Reproduce every record verbatim but drop the pictures.
::: RECORDS SHOWN
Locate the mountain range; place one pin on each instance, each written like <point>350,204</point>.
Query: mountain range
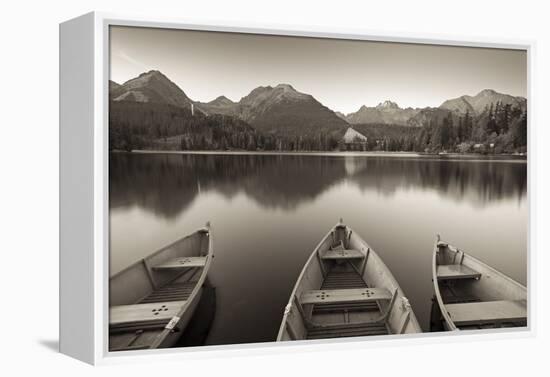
<point>283,110</point>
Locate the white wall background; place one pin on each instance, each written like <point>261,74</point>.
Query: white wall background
<point>29,186</point>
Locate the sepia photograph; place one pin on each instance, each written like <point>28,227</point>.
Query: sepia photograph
<point>274,188</point>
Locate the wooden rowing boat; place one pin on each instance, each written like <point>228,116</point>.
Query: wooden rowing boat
<point>152,301</point>
<point>346,290</point>
<point>472,295</point>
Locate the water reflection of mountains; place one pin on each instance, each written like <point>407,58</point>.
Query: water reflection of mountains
<point>167,184</point>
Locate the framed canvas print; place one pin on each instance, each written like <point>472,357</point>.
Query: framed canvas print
<point>230,188</point>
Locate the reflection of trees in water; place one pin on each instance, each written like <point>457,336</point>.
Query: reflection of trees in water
<point>476,182</point>
<point>167,184</point>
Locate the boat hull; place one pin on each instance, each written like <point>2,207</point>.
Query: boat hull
<point>344,273</point>
<point>171,279</point>
<point>469,294</point>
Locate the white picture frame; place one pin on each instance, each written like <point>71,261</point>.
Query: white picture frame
<point>84,231</point>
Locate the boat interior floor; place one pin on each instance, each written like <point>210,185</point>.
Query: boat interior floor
<point>345,319</point>
<point>469,312</point>
<point>140,334</point>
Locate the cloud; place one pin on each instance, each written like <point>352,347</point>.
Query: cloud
<point>123,55</point>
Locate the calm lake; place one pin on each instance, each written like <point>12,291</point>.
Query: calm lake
<point>268,212</point>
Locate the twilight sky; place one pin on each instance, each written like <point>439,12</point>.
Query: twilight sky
<point>341,74</point>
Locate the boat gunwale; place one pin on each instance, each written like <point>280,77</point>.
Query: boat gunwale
<point>372,253</point>
<point>198,286</point>
<point>412,315</point>
<point>209,256</point>
<point>299,280</point>
<point>136,263</point>
<point>438,297</point>
<point>467,256</point>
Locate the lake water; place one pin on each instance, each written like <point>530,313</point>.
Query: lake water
<point>268,212</point>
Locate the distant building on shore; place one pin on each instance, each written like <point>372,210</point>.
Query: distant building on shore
<point>352,137</point>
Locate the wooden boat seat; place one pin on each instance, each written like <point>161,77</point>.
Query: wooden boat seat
<point>158,311</point>
<point>182,262</point>
<point>344,295</point>
<point>455,272</point>
<point>343,254</point>
<point>487,312</point>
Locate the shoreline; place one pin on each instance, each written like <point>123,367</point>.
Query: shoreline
<point>441,157</point>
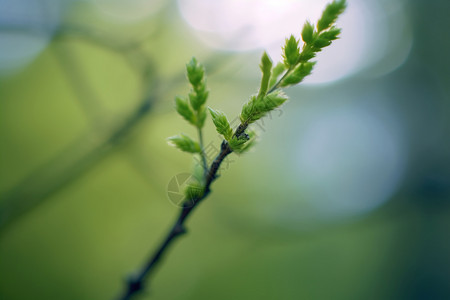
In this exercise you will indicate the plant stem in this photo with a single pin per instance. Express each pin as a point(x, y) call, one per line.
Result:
point(276, 86)
point(202, 153)
point(136, 284)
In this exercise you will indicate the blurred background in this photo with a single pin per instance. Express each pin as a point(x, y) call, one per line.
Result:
point(346, 195)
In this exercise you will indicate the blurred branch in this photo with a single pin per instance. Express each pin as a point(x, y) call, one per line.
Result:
point(136, 284)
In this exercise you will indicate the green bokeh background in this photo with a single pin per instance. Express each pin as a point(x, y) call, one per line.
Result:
point(85, 167)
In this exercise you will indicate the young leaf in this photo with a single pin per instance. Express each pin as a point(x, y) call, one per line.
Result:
point(184, 110)
point(184, 143)
point(307, 32)
point(250, 111)
point(276, 72)
point(272, 101)
point(330, 14)
point(247, 145)
point(198, 98)
point(256, 108)
point(222, 125)
point(303, 70)
point(331, 34)
point(236, 144)
point(266, 69)
point(201, 117)
point(291, 52)
point(195, 72)
point(194, 190)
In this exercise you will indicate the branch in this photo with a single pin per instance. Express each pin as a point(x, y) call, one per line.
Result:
point(136, 284)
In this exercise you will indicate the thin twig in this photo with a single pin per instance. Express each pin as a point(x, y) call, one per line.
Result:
point(136, 284)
::::::
[ANSWER]
Locate the mountain range; place one pin on each instance, each written like <point>350,204</point>.
Query: mountain range
<point>283,110</point>
Locate the white wall background; place one pin on each instance, each written like <point>261,74</point>.
Query: white wall background
<point>29,186</point>
Locate the sepia photograph; place one pin on each instance, each written like <point>28,227</point>.
Query: sepia photograph
<point>274,188</point>
Locate the wooden rowing boat; place one pin on each instance, each written like <point>228,116</point>.
Query: wooden rowing boat
<point>152,301</point>
<point>346,290</point>
<point>472,295</point>
Locate the water reflection of mountains; place one pin on each instance, each written like <point>407,58</point>.
Query: water reflection of mountains
<point>167,184</point>
Locate the framed canvas print; place one pin on each instance, each written like <point>472,357</point>.
Query: framed canvas print
<point>230,188</point>
Locate the reflection of trees in water; place one pin on each instance, each written like <point>457,336</point>.
Query: reflection of trees in water
<point>476,182</point>
<point>167,184</point>
Locate the boat hull; place one pin on each instance, each written like <point>2,207</point>.
Query: boat hull
<point>344,273</point>
<point>171,279</point>
<point>469,294</point>
Locate the white picture frame; place one pin on each instance, each written like <point>71,261</point>.
Query: white picture frame
<point>84,231</point>
Locate the boat interior floor; place one pin on each instance, each written like <point>210,185</point>.
Query: boat interior floor
<point>345,319</point>
<point>469,312</point>
<point>140,334</point>
Locate the cloud; place one pin on each instance, each written like <point>352,347</point>.
Query: cloud
<point>123,55</point>
Locate the calm lake; place one pin on each instance, each written like <point>12,291</point>.
Query: calm lake
<point>268,212</point>
Locate the twilight sky; place one pin on each instance, each written like <point>439,12</point>.
Query: twilight sky
<point>341,74</point>
Locate the boat gunwale; place one pin on each instance, each written like <point>280,77</point>.
Query: boat gunwale
<point>372,253</point>
<point>198,286</point>
<point>412,315</point>
<point>209,256</point>
<point>299,280</point>
<point>136,263</point>
<point>438,297</point>
<point>467,256</point>
Locate the lake water; place one pin on each instance, each written like <point>530,313</point>.
Query: lake water
<point>268,212</point>
Locate the distant building on shore; place one pin on each instance, each written like <point>372,210</point>.
Query: distant building on shore
<point>352,137</point>
Locate the wooden boat seat; place one pin on each instance, each written like <point>161,77</point>.
Query: wooden boat seat
<point>158,311</point>
<point>182,262</point>
<point>344,295</point>
<point>455,272</point>
<point>343,254</point>
<point>487,312</point>
Locate the shoreline; place one pin on each instance, each written like <point>123,367</point>.
Query: shoreline
<point>441,157</point>
In this exercise you will indicate the plant stem in this photo with a single pin per instance. Express each pin as a point(x, y) call, one per line.
Result:
point(276, 86)
point(202, 153)
point(136, 284)
In this exercise you will indicate the blurred background in this photo with a single pin per instance. Express each pin as a point(x, y) call, one per line.
Result:
point(346, 195)
In this exercise you will indicate the blurred branch in this photo with a single pin per instance. Express each pin as a point(x, y) call, one per line.
Result:
point(136, 284)
In this exercise you will indicate the green bokeh background in this photo with a single pin per instance. Express each pin as a point(x, y) call, one per line.
Result:
point(85, 167)
In this exercise you will indicate the young leaf in this photo with a single pin per instance. Express each pin as a point(x, y) call, one per line.
Result:
point(184, 110)
point(184, 143)
point(307, 32)
point(250, 111)
point(276, 72)
point(272, 101)
point(330, 14)
point(247, 145)
point(198, 98)
point(256, 108)
point(222, 125)
point(303, 70)
point(331, 34)
point(236, 144)
point(266, 69)
point(201, 117)
point(291, 52)
point(195, 72)
point(194, 190)
In this exercise you will indicate the branch in this photo with a single pin per instance. Express each pin as a point(x, y) call, one per line.
Result:
point(136, 284)
In this exercise you will indicate the thin twig in this photo with a single pin per instance. Express each pin as a point(x, y) call, one per line.
Result:
point(136, 284)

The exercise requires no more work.